----- Supplied entries -----
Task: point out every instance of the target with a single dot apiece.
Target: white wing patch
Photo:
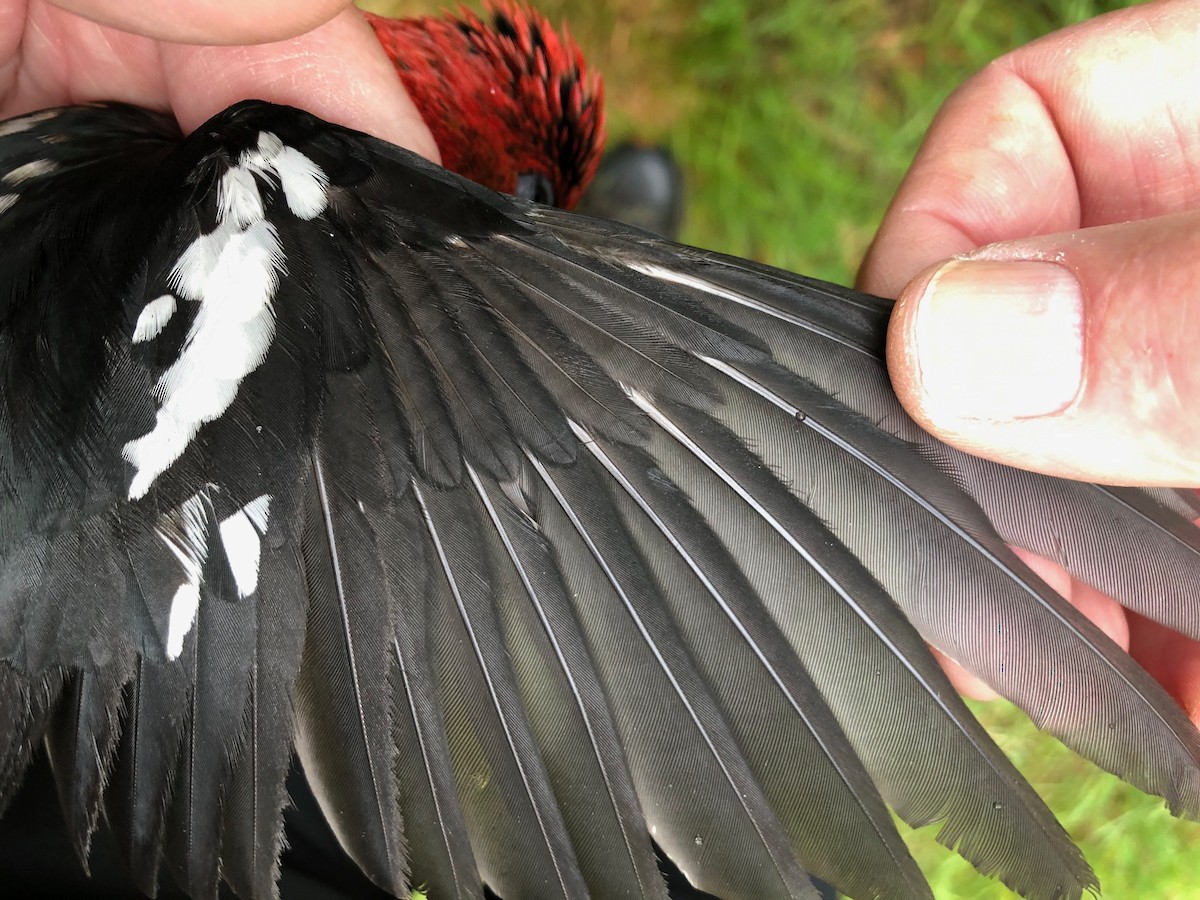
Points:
(189, 543)
(154, 318)
(30, 169)
(241, 534)
(233, 274)
(186, 535)
(305, 185)
(15, 126)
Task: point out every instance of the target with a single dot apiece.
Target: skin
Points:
(1037, 144)
(319, 54)
(1065, 180)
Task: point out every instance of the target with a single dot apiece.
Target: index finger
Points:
(1092, 125)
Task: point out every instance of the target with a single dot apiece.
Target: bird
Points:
(540, 540)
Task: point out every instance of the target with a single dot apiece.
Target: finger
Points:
(1104, 612)
(1069, 354)
(1092, 125)
(1173, 659)
(209, 21)
(339, 72)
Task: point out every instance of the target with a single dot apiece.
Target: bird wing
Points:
(537, 537)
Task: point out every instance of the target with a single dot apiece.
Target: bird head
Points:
(509, 100)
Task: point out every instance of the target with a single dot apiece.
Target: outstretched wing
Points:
(537, 537)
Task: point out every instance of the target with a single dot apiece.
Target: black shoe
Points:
(641, 186)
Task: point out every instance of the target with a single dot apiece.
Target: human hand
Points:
(1066, 181)
(316, 54)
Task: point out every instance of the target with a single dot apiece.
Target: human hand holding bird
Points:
(519, 511)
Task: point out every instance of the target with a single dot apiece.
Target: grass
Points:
(795, 123)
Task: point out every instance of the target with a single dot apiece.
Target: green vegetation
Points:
(795, 121)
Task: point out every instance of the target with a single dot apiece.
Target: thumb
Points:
(1074, 354)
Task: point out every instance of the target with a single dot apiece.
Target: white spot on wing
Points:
(154, 318)
(238, 197)
(241, 534)
(233, 277)
(187, 540)
(304, 184)
(184, 607)
(15, 126)
(233, 274)
(30, 169)
(304, 181)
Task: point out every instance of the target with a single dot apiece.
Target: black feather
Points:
(539, 539)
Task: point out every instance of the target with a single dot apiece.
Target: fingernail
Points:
(1000, 340)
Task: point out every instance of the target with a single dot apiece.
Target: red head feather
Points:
(505, 96)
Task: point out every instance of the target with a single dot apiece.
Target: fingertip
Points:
(337, 72)
(965, 683)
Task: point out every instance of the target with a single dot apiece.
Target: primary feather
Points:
(539, 539)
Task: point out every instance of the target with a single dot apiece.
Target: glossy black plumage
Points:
(540, 537)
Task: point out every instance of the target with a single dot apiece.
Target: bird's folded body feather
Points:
(538, 537)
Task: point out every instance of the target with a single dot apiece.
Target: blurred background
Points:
(793, 123)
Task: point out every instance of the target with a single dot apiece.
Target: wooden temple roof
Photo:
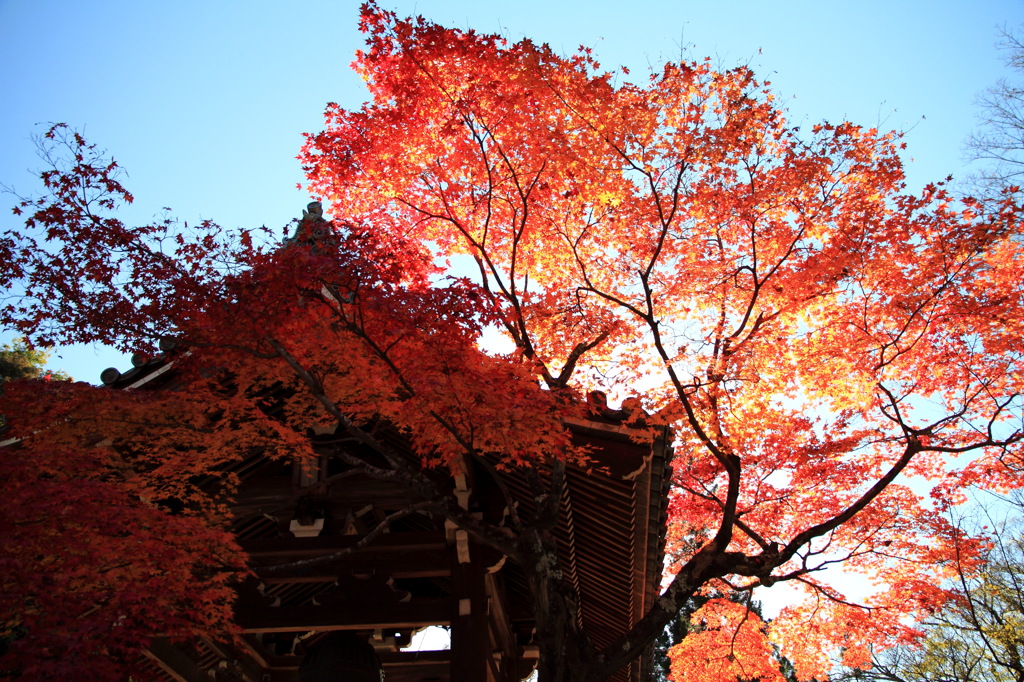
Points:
-----
## [Exercise instructions]
Every record must be copied exactly, with images dropped from the result.

## [Exercise solution]
Task: point out every instance of the target with a single dot apiece.
Target: white wing patch
Photo:
Points:
(189, 543)
(154, 318)
(30, 169)
(241, 534)
(233, 274)
(186, 535)
(305, 185)
(15, 126)
Task: point out every instance of the target with a single dot apiece.
Target: skin
Points:
(1037, 144)
(319, 54)
(1065, 180)
Task: point out every instance of the target with a single dot apiece.
Target: index finger
Points:
(1092, 125)
Task: point out every instance of the target with a single dot apiece.
Target: bird
Points:
(540, 540)
Task: point out every instance of the target with a single dot apiece.
Target: finger
Points:
(1104, 612)
(1069, 354)
(1092, 125)
(1173, 659)
(209, 21)
(339, 72)
Task: point out every instance of the target with a single dot apiece.
Target: bird wing
Points:
(537, 537)
Task: point out every instance of the target with a single dot apiece.
Target: bird head
Points:
(509, 100)
Task: point out every instance of the target with a single dot apiece.
Target: outstretched wing
Points:
(537, 537)
Task: point out every instance of the target with a single dot apiece.
Target: black shoe
Points:
(641, 186)
Task: point out every instance of the target with a single dot apiece.
Target: human hand
Points:
(1066, 181)
(316, 54)
Task: point out every instance of the target with a single dot apiece.
Target: human hand holding bird
Points:
(519, 511)
Task: point out every instance of the target with a single dot apiece.
Target: grass
Points:
(795, 123)
Task: point out every instance of the target with a single dot apiece.
Target: green vegetation
Points:
(795, 121)
Task: point out every instance of the target with a single dot apiece.
Target: thumb
Points:
(1074, 354)
Task: point out every instance of the target with a single dot apiece.
Target: white spot on wing
Points:
(154, 318)
(238, 197)
(241, 534)
(233, 277)
(187, 540)
(304, 184)
(184, 607)
(15, 126)
(233, 274)
(30, 169)
(304, 181)
Task: point out every instance of the target with a single dot apiece.
Target: black feather
Points:
(539, 539)
Task: point out every instance of the target with a single dot apiece.
Target: fingernail
Points:
(1000, 340)
Task: point out every instance of the target with a single dot apiece.
Target: red head feather
Points:
(505, 96)
Task: point out every instance of the target with a single dot apiece.
Target: fingertip
Points:
(337, 72)
(965, 683)
Task: point out every instance of the target with a single dot apiece.
Target: primary feather
Points:
(539, 539)
Task: point out every instance of the target with a single dot apiece.
Target: glossy black plumage
Points:
(540, 537)
Task: point out every instance of the target with a single dot apiece.
Target: bird's folded body feather
Points:
(538, 537)
Task: point out every instance of the target with a single dot apiece.
Target: blurred background
Points:
(793, 123)
Task: point out every instance of the target with a single dot apiece.
Target: wooden temple roof
Photo:
Points:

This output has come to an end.